─── Data for this task
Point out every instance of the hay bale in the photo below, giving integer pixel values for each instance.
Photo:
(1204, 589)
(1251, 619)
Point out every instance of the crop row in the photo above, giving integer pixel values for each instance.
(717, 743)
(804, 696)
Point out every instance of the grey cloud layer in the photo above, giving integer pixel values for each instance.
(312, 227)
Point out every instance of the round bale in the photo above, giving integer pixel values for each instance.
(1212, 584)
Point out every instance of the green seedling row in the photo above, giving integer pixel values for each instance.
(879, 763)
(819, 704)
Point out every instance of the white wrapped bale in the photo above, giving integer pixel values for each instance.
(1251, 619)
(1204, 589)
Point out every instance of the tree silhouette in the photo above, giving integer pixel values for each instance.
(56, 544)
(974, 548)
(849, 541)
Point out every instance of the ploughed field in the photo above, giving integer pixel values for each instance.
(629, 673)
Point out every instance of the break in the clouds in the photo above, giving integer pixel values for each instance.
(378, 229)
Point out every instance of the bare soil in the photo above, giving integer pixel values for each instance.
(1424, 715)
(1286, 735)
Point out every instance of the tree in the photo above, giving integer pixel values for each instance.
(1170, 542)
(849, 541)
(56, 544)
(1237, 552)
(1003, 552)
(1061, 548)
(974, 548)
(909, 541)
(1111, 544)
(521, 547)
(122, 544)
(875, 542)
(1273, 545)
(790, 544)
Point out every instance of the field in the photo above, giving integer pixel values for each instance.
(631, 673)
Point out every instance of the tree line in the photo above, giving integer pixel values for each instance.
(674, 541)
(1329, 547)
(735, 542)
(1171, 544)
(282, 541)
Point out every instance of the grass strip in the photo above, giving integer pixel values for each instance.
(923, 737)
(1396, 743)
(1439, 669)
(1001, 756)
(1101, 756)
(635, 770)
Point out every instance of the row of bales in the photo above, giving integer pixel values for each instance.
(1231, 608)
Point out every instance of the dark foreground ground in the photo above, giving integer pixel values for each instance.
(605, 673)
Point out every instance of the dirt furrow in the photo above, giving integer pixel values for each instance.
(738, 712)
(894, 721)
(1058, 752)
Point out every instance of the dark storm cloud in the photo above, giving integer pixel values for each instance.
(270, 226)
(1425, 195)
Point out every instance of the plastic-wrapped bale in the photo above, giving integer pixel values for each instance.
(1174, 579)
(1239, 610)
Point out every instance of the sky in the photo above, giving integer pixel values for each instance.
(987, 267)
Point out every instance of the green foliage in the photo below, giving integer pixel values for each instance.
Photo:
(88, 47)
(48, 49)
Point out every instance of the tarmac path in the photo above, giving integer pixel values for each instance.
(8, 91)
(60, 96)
──────
§ **Prompt**
Rewrite all the items in the dataset excerpt above as a JSON array of strings, with one string per line and no blank lines.

§ **Task output**
[
  "Point out every instance of the hay bale in the photo below, giving integer pixel values for each instance.",
  "Photo:",
  "(1204, 589)",
  "(1251, 619)",
  "Point out every instance of the crop row in the photo above, giving integer pixel values for each instance.",
  "(717, 743)",
  "(804, 696)",
  "Point out every instance of the grey cloud layer in the photo above, giving integer pixel values for each instance.",
  "(312, 227)",
  "Point out every instance of the round bale in the photo above, giving integer pixel values for each instance.",
  "(1212, 584)",
  "Point out every instance of the green seedling row in the photo above, giving integer pixel values for each instance.",
  "(879, 763)",
  "(819, 704)",
  "Point out every instance of the white wrapped bale in the photo above, giving integer pixel values for each instance.",
  "(1251, 619)",
  "(1204, 589)",
  "Point out every instance of the tree silhouette in the photo above, giving integer pixel values for each instance.",
  "(56, 544)",
  "(974, 548)",
  "(849, 541)",
  "Point out every instance of the ploughed field in the photo above, giving integer pixel values for each instance.",
  "(629, 673)",
  "Point out every instance of the break in the clouds in the photo above, giving integer pixel values for each instance.",
  "(378, 229)",
  "Point out every instance of the bare soil in the photo above, giving integer pixel values for each instance.",
  "(1424, 715)",
  "(1286, 735)",
  "Point out every instance of the tree in the photo above, giving integer pixel values for each instance.",
  "(1170, 542)",
  "(849, 541)",
  "(56, 544)",
  "(1237, 552)",
  "(1003, 552)",
  "(1061, 548)",
  "(974, 548)",
  "(909, 541)",
  "(1111, 544)",
  "(521, 547)",
  "(122, 544)",
  "(875, 542)",
  "(1273, 545)",
  "(790, 544)",
  "Point out every instance of the field in the photo above, giving integer pixel values for each instance.",
  "(631, 673)",
  "Point out every instance of the tree line in the photo above, giving integer pixel values for each instance.",
  "(674, 541)",
  "(1329, 547)",
  "(735, 542)",
  "(1171, 544)",
  "(282, 541)",
  "Point out every instance of the grass strip in the photo above, giving integer pixel values for each instance.",
  "(923, 737)",
  "(1396, 743)",
  "(1439, 669)",
  "(1001, 756)",
  "(1101, 756)",
  "(635, 770)",
  "Point out every instance of the row of bales in the photo above, giving integer pixel values for each instance.",
  "(1231, 608)",
  "Point out every instance of the dark foreground ground in the photo above, giving integer pixel values for each instance.",
  "(605, 673)",
  "Point out every instance of the dirt furrow in the photo above, giving integer pixel values for each instance.",
  "(738, 712)",
  "(894, 721)",
  "(1058, 752)",
  "Point out every instance of the dark storm cloud in the photo above, giving integer pixel values for each instance.",
  "(270, 226)",
  "(1425, 195)",
  "Point out every instance of the plastic-wrapped bale in the photo above, giving integer pixel values for each instance.",
  "(1174, 579)",
  "(1239, 610)",
  "Point out every instance of the sky in the photo above, giving integer pixel values for each instance.",
  "(987, 267)",
  "Point out every instance of the green foliage in the photo below, giving integer pixel values for each instance.",
  "Photo:",
  "(88, 47)",
  "(48, 49)",
  "Point out every instance of the tarmac path in the photo above, giving integer pixel values for each instance.",
  "(8, 91)",
  "(60, 96)"
]